Collected data
★ ★ ★ ★ ★

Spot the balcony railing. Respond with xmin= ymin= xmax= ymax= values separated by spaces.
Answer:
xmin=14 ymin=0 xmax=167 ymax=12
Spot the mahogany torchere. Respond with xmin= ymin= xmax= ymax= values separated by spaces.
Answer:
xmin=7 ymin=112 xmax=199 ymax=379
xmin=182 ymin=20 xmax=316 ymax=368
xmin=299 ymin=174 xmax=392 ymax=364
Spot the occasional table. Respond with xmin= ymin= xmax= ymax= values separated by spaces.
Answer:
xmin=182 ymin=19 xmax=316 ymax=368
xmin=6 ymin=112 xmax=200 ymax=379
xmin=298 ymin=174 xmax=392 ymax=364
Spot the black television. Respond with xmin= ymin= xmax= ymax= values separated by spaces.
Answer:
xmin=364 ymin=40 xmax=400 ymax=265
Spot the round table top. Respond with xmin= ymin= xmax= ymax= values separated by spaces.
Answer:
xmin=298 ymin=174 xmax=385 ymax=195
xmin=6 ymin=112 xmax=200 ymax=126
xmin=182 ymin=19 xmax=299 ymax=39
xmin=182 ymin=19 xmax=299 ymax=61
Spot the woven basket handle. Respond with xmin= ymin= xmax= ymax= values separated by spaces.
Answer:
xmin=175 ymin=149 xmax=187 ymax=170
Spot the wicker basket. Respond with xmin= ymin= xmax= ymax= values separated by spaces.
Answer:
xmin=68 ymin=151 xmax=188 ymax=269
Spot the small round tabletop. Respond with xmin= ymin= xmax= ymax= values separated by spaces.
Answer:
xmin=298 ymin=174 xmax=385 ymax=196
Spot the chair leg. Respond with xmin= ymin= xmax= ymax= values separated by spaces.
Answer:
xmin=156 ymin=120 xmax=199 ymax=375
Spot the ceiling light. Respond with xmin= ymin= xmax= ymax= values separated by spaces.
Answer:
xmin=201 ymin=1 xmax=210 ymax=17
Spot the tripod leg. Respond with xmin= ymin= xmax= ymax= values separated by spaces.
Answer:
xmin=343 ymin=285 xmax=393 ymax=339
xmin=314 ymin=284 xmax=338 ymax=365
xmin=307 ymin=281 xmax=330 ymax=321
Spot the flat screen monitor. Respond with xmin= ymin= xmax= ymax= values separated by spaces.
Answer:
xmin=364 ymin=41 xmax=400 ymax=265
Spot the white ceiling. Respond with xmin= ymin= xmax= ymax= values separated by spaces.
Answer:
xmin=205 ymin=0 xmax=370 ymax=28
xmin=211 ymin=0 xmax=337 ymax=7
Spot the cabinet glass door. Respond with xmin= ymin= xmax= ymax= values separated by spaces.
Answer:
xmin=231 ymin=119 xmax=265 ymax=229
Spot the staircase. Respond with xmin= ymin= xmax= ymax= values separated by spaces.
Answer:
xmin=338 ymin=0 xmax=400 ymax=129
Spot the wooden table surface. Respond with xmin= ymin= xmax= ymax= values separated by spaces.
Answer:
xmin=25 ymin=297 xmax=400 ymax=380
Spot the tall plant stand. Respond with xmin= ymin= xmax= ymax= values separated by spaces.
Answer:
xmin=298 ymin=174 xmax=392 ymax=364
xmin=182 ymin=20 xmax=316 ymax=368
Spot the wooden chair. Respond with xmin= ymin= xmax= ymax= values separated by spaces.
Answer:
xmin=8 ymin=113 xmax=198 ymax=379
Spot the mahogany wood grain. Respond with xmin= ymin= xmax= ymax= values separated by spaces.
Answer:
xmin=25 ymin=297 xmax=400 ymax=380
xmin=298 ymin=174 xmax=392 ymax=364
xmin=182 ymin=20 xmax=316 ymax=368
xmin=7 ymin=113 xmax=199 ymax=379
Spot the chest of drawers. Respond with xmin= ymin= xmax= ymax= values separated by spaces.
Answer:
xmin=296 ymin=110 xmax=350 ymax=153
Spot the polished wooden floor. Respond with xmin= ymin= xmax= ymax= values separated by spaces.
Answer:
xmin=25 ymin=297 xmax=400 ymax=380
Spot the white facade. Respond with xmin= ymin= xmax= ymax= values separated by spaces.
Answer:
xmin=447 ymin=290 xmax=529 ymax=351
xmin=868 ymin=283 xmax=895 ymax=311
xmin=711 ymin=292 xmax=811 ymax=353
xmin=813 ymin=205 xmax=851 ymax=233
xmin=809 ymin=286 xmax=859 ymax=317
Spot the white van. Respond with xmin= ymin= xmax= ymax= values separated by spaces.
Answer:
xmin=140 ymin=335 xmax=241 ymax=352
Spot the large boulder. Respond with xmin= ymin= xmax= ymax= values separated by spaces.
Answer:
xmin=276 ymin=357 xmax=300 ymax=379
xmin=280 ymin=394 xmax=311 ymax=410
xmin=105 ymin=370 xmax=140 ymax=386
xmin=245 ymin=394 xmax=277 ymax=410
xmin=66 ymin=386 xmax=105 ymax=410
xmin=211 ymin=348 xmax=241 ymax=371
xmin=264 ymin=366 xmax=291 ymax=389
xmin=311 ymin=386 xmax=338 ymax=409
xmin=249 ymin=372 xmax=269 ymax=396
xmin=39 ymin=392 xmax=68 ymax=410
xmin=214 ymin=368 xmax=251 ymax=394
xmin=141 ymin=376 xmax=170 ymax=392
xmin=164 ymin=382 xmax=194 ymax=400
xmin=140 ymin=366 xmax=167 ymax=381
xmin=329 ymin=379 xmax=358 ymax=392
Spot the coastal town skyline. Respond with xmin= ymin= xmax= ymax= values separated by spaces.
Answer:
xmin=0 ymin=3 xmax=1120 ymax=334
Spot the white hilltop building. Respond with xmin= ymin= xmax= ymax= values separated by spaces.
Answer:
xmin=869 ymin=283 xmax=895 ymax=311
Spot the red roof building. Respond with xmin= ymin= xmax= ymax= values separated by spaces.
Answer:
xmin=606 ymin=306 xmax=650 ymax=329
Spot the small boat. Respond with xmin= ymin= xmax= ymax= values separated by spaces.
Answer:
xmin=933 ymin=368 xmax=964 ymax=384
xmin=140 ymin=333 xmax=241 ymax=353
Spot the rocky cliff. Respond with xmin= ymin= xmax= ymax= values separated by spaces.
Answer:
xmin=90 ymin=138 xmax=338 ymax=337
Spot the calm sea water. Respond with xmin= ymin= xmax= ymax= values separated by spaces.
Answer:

★ ★ ★ ★ ★

Copy the material word for word, starting at the line that contains "Spot the white ceiling." and stopping after the line that contains "xmin=338 ymin=0 xmax=400 ymax=129".

■ **Written solution**:
Spot the white ceiling. Respond with xmin= ymin= xmax= ymax= values separated by spaces.
Answer:
xmin=205 ymin=0 xmax=370 ymax=28
xmin=211 ymin=0 xmax=337 ymax=7
Spot the cabinet glass door. Respond with xmin= ymin= xmax= ymax= values separated by spaces.
Answer:
xmin=231 ymin=119 xmax=265 ymax=229
Spot the staircase. Respond with xmin= ymin= xmax= ymax= values separated by spaces.
Answer:
xmin=338 ymin=0 xmax=400 ymax=129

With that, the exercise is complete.